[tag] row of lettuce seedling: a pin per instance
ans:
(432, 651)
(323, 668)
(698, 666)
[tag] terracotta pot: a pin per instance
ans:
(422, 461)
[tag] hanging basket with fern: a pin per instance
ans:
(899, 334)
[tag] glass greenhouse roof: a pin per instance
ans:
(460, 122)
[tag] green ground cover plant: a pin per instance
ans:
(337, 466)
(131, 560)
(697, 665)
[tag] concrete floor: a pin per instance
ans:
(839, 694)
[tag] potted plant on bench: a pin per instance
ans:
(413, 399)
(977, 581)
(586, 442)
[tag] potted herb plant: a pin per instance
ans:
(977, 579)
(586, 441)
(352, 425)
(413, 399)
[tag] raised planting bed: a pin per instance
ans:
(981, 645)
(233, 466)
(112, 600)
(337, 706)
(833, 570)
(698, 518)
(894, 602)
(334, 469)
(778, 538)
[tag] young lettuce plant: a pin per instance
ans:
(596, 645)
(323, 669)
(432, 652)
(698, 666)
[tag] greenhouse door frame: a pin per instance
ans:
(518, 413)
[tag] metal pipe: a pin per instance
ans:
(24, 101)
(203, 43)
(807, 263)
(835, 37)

...

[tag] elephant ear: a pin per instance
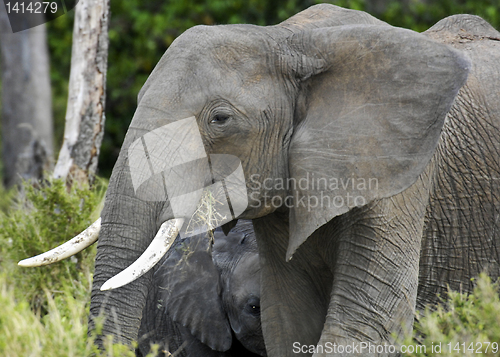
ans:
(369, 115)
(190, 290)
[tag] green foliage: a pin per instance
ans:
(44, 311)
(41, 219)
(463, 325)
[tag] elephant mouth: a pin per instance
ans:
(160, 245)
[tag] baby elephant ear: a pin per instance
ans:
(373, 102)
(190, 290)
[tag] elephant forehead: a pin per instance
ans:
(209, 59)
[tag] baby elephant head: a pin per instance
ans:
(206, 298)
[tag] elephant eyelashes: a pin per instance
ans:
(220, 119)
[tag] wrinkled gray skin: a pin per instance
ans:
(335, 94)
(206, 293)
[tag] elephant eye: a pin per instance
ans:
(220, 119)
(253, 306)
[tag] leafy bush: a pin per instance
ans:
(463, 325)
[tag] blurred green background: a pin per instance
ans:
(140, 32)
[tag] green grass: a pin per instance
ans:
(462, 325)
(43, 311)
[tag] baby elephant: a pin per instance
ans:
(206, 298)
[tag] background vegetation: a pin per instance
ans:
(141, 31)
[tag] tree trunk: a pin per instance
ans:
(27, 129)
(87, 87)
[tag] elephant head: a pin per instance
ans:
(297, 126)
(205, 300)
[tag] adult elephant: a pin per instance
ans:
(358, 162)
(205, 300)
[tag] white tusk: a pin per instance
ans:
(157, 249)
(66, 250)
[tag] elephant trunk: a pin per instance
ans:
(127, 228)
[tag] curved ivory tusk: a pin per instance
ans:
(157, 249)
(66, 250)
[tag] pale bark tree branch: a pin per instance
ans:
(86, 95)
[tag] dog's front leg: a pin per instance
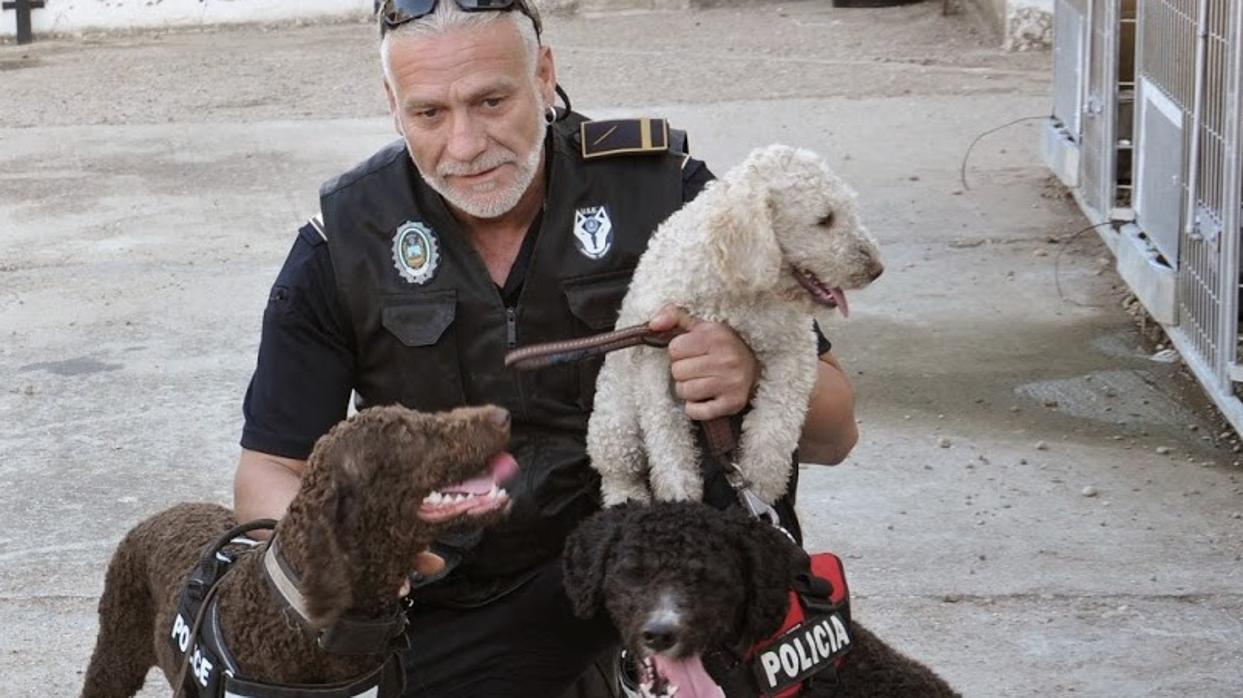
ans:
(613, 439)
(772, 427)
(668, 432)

==

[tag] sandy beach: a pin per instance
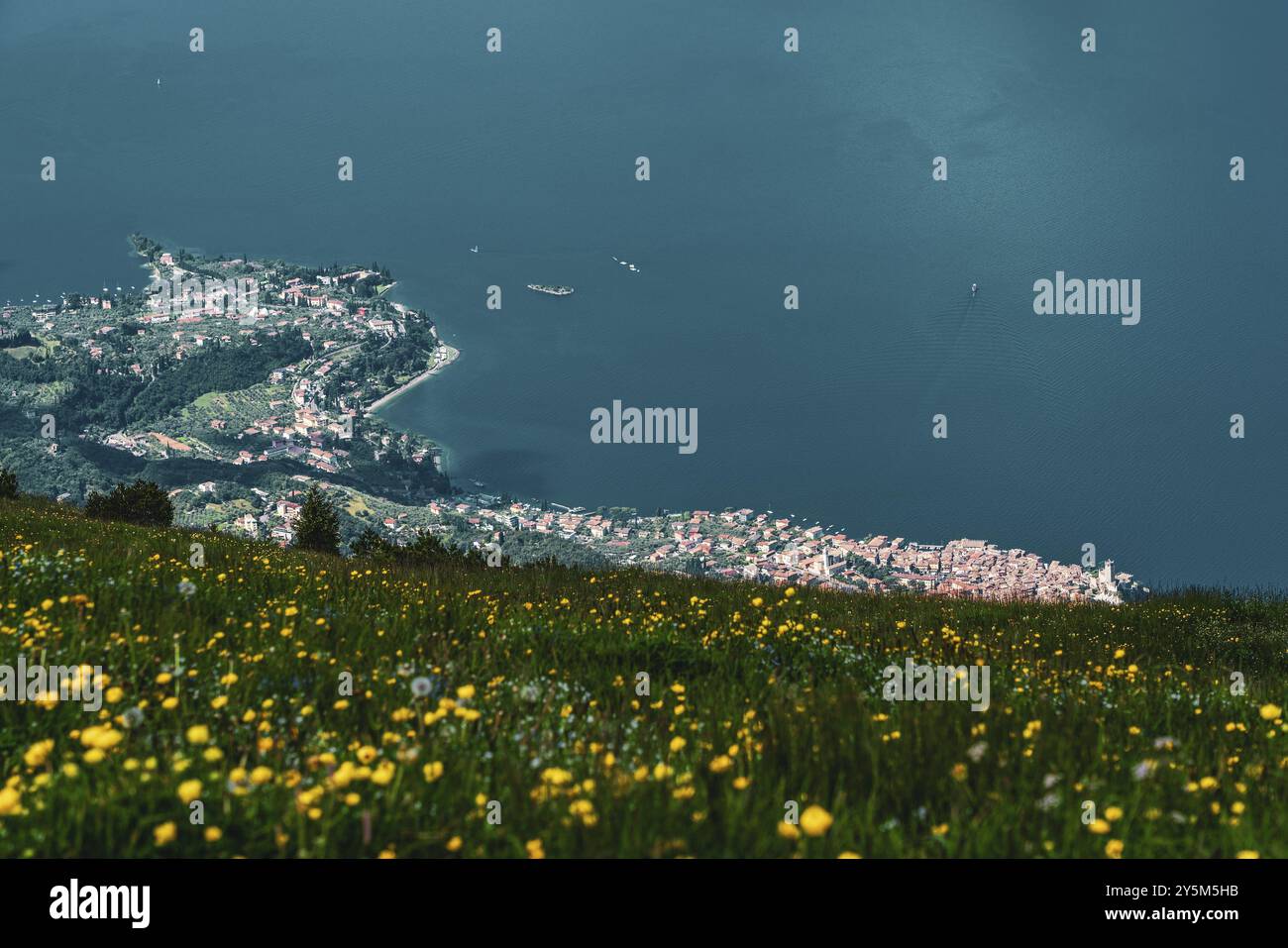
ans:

- Task objective: List each line in the records above that contains the word "potted".

- Correct answer:
[tag] potted plant on bench: a pin per instance
[tag] potted herb plant: a pin per instance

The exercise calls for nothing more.